• _What is asked_
Without the images, write out the whole listing exactly.

* Begin Supplied entries *

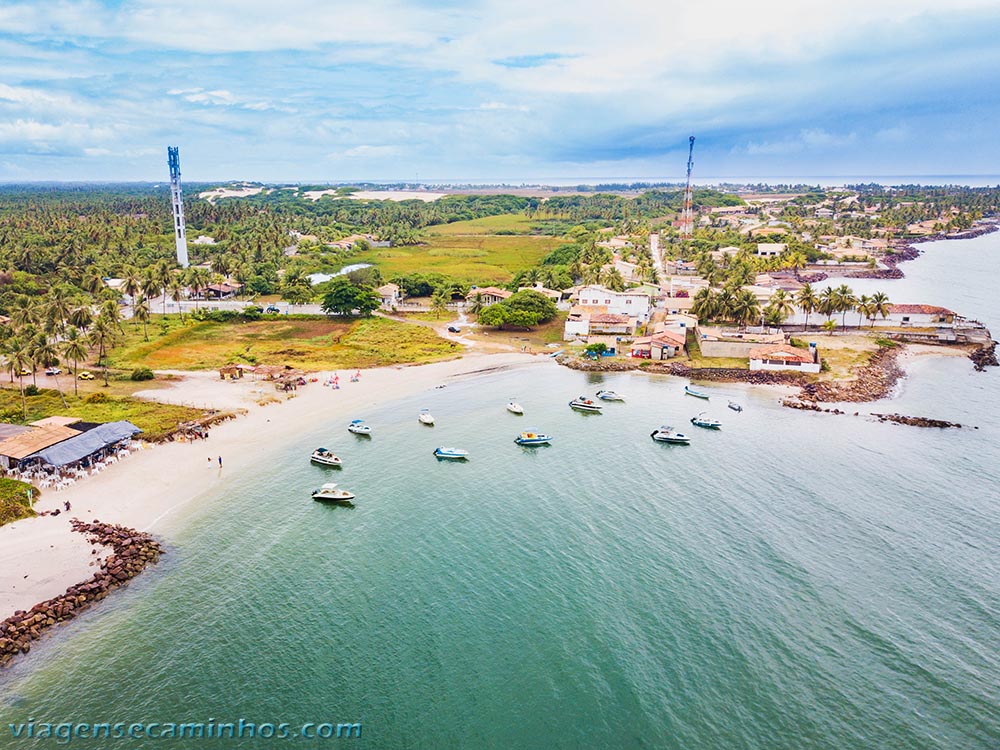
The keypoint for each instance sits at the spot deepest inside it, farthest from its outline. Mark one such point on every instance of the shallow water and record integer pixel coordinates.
(793, 580)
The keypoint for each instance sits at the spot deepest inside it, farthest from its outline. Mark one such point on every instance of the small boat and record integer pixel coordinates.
(453, 454)
(610, 396)
(324, 457)
(358, 427)
(695, 392)
(669, 435)
(703, 421)
(329, 493)
(582, 403)
(532, 438)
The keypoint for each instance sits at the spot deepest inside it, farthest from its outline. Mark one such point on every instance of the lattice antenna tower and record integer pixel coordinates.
(180, 238)
(687, 215)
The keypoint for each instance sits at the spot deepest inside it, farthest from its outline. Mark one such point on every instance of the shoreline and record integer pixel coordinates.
(154, 490)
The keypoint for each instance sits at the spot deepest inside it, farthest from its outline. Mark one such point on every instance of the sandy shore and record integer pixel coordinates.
(150, 490)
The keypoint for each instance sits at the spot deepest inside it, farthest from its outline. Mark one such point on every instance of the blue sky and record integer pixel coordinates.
(314, 90)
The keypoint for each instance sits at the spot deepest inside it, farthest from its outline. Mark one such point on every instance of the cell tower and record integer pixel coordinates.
(180, 238)
(687, 215)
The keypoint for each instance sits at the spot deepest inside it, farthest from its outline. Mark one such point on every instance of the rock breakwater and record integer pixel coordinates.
(132, 551)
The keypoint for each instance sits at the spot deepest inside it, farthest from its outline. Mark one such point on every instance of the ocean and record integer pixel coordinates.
(794, 580)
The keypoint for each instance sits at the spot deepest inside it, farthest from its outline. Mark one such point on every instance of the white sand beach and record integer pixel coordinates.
(150, 489)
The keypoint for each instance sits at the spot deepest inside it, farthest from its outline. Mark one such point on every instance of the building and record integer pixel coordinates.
(488, 295)
(784, 357)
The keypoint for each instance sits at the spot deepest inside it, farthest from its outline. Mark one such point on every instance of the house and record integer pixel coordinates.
(770, 249)
(488, 295)
(918, 316)
(390, 295)
(631, 303)
(663, 345)
(784, 357)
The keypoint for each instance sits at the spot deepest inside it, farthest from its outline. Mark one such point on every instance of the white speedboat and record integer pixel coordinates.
(532, 438)
(610, 396)
(324, 457)
(358, 427)
(454, 454)
(669, 435)
(702, 421)
(330, 493)
(582, 403)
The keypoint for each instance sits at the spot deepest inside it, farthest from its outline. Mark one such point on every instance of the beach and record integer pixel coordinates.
(150, 489)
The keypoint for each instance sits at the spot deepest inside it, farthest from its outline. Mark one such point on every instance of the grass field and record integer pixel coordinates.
(311, 344)
(14, 500)
(154, 419)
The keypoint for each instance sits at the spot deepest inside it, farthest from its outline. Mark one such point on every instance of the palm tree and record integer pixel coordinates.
(880, 306)
(74, 348)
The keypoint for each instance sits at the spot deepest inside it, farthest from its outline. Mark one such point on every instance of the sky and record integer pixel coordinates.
(484, 90)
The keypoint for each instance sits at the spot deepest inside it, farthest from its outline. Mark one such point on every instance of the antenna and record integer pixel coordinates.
(687, 215)
(180, 238)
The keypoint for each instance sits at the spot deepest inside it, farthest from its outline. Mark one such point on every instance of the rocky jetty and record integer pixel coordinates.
(915, 421)
(132, 551)
(985, 356)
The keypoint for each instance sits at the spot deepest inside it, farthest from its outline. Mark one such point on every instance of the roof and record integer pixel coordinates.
(780, 351)
(919, 309)
(87, 443)
(34, 440)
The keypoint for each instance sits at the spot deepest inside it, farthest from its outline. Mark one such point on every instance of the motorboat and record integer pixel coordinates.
(331, 494)
(702, 421)
(532, 438)
(582, 403)
(358, 427)
(324, 457)
(669, 435)
(610, 396)
(453, 454)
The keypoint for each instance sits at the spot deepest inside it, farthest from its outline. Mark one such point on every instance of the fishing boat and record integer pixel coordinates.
(695, 392)
(666, 434)
(358, 427)
(582, 403)
(702, 421)
(331, 494)
(610, 396)
(324, 457)
(532, 438)
(453, 454)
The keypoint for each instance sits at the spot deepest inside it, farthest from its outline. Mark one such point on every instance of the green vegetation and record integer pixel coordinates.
(14, 503)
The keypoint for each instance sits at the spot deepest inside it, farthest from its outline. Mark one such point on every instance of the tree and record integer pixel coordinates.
(75, 349)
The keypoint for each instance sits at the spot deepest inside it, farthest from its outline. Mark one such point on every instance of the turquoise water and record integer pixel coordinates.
(794, 580)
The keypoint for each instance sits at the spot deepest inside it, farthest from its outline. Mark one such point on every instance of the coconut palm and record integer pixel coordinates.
(74, 348)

* End Supplied entries *

• _Result below_
The keypoint for each instance sits at the spot deepest inside it, farthest from its outline. Mark one such point on every instance of the shallow water and record integer pixel coordinates.
(793, 580)
The keypoint for each instance sits at the spot deepest inside it, farthest from its outline. Mark one such point on every instance of the small boat and record integer pixel coordinates.
(453, 454)
(610, 396)
(324, 457)
(358, 427)
(695, 392)
(669, 435)
(703, 421)
(329, 493)
(582, 403)
(532, 438)
The keypoint for each instance sits at the spot deepest inside it, farthest from its outline. Mark one such point on every instance of the lattice antenna tower and record integer pixel coordinates.
(180, 238)
(687, 215)
The keypoint for each instance sits at the spot deepest inside it, farthest from its outline. Mark one such point on every instance of the shoreline and record integer pixel coordinates.
(154, 490)
The keypoint for each instance sits at the spot deepest inside it, farthest from its outline. Mark one such point on every instance of the sandy shore and record integer pixel coordinates.
(150, 490)
The keypoint for each instance sits at the spot deepest inside it, farthest from its outline. Mark one such point on every instance of the blue sky and record integer pixel coordinates.
(314, 90)
The keypoint for each instance sits at the spot deepest inside it, farthest from its outline. Mark one such point on every instance of the cell tower and record integer pixel coordinates.
(180, 238)
(687, 215)
The keypoint for each instance sits at the spot deepest inside it, farthest from its outline. Mark one such point on every instance of the rock breakwater and record integer pixel coordinates.
(132, 551)
The keypoint for each instance sits at the spot deepest inside it, farthest from its outline. Mark one such point on every instance of the ocean and record integer pixel coordinates.
(794, 580)
The keypoint for each instance sits at the spot deepest inside it, farthest from its outline. Mark one such point on every instance of the white sand beach and record integer pixel coordinates.
(150, 489)
The keypoint for each instance sits at the spot deepest inside it, farthest from its outline. Mark one such point on every instance of the building and record integer pixel coordinates.
(488, 295)
(784, 357)
The keypoint for each instance sits at the spot deepest inside it, farthest from its outline. Mark one such point on every instance of the house and record integer pixel coordinates.
(770, 249)
(488, 295)
(918, 316)
(390, 295)
(631, 303)
(663, 345)
(784, 357)
The keypoint for each instance sits at the spot deepest inside it, farthest from its outline. Mark one such point on every instance of the white speedboat and record integer pixel coordinates.
(532, 438)
(610, 396)
(324, 457)
(358, 427)
(454, 454)
(669, 435)
(702, 421)
(330, 493)
(582, 403)
The keypoint for each instance sits at the spot deepest inside it, farthest from its outline. Mark one such point on every instance of the beach and record integer pixel coordinates.
(150, 489)
The keypoint for each instance sits at the spot deepest inside it, farthest from its outline. Mark one such point on every instance of the grass field and record integer pixel coordinates.
(311, 344)
(14, 500)
(154, 419)
The keypoint for each instance sits at the spot deepest inside it, farthest from its outline. Mark one such point on every instance of the palm tree and record integer pixel coordinates.
(880, 306)
(74, 348)
The keypoint for each instance sits at the spot deepest inside it, farthest from its outline. Mark one such point on every instance of the sky and record integer pixel coordinates.
(484, 90)
The keypoint for each instance sits at the spot deepest inside it, farthest from its outline. Mark one such point on every instance of the antenna and record integer pixel coordinates.
(687, 215)
(180, 238)
The keypoint for each instance sits at the spot deepest inside it, farthest from its outline. Mark one such point on every instance of the rocky jetty and record integer pixel coordinates.
(915, 421)
(132, 551)
(985, 356)
The keypoint for each instance sits at the spot deepest inside it, farthest from its outline. Mark one such point on every instance of the roof and record integer pixel coordinates.
(780, 351)
(919, 309)
(87, 443)
(34, 440)
The keypoint for each instance sits at the spot deepest inside it, farthest from its outline. Mark one such point on every instance of the motorboat and record integer pixel coordinates.
(331, 494)
(702, 421)
(532, 438)
(582, 403)
(358, 427)
(324, 457)
(669, 435)
(610, 396)
(453, 454)
The keypoint for each instance sits at the spot deepest inside it, farthest from its outline. Mark one such point on every instance of the fishing boat and record integer pixel coordinates.
(695, 392)
(666, 434)
(358, 427)
(582, 403)
(702, 421)
(331, 494)
(610, 396)
(324, 457)
(532, 438)
(453, 454)
The keypoint for each instance sits at the spot deepest inside it, farthest from its outline. Mark one such point on every instance of the green vegetation and record integer pixel coordinates.
(14, 503)
The keypoint for each instance sits at the spot deepest inside it, farthest from its outline. Mark one such point on every instance of the tree and record integer pixel coordinates.
(75, 349)
The keypoint for each instance sits at the spot deepest inside it, farthest from its outline. Mark one such point on every instance of the turquoise water and record integer pixel coordinates.
(794, 580)
The keypoint for each instance sits at the spot deepest inside it, farthest from its outline. Mark one such point on every instance of the coconut palm and record integer pixel coordinates.
(74, 348)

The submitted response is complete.